→ SHORT PROBLEM
Revise the material below so that "brick building" becomes "stone house" wherever it occurs, with everything else unchanged. Leave the pictures out of your version.

→ SOURCE RECORDS
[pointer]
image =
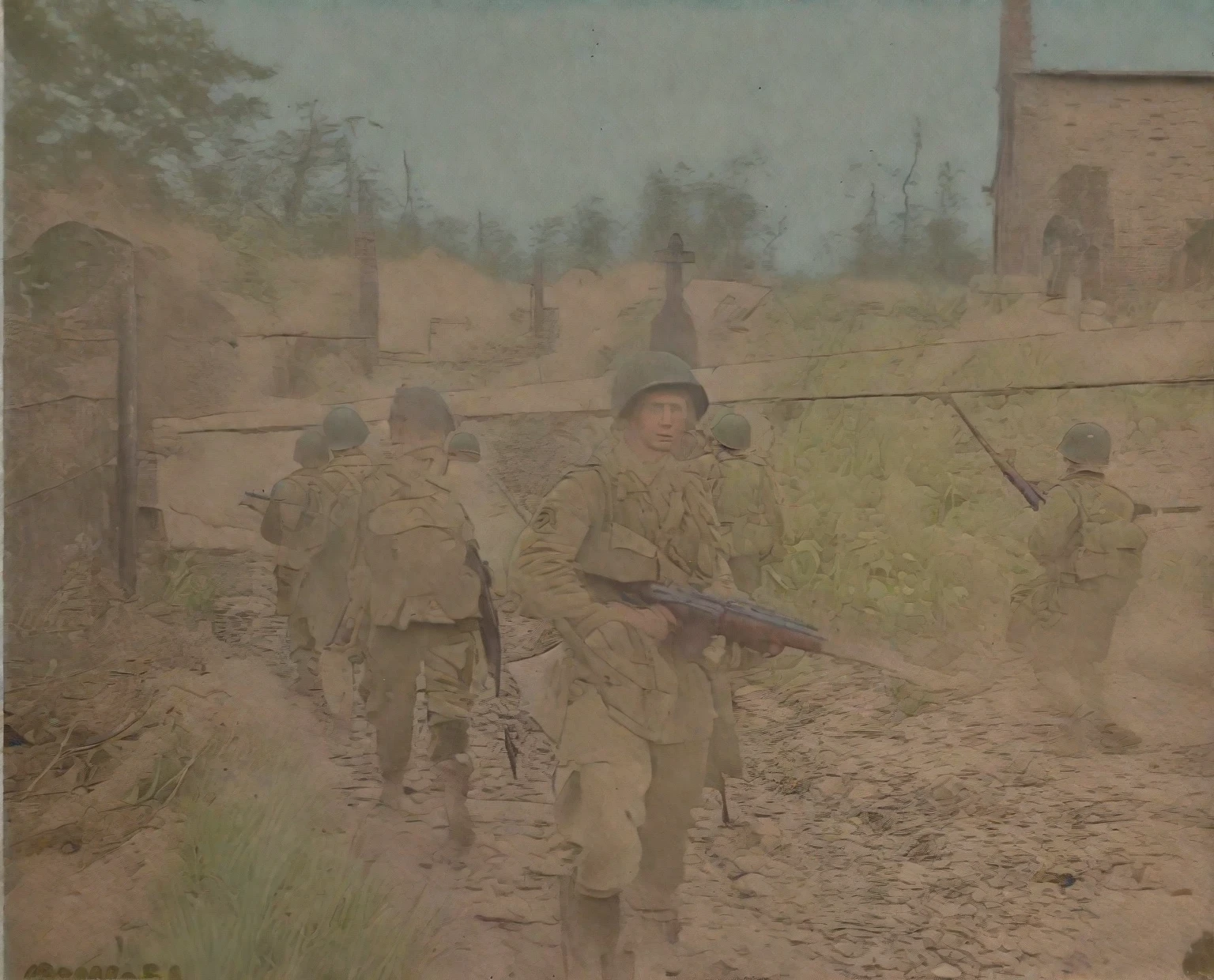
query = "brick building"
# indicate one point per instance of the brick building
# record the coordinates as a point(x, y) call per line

→ EXERCISE RESPONSE
[pointer]
image =
query = "stone house"
# indicate one point per instance of the stone house
# record the coordinates as a point(x, y) call per line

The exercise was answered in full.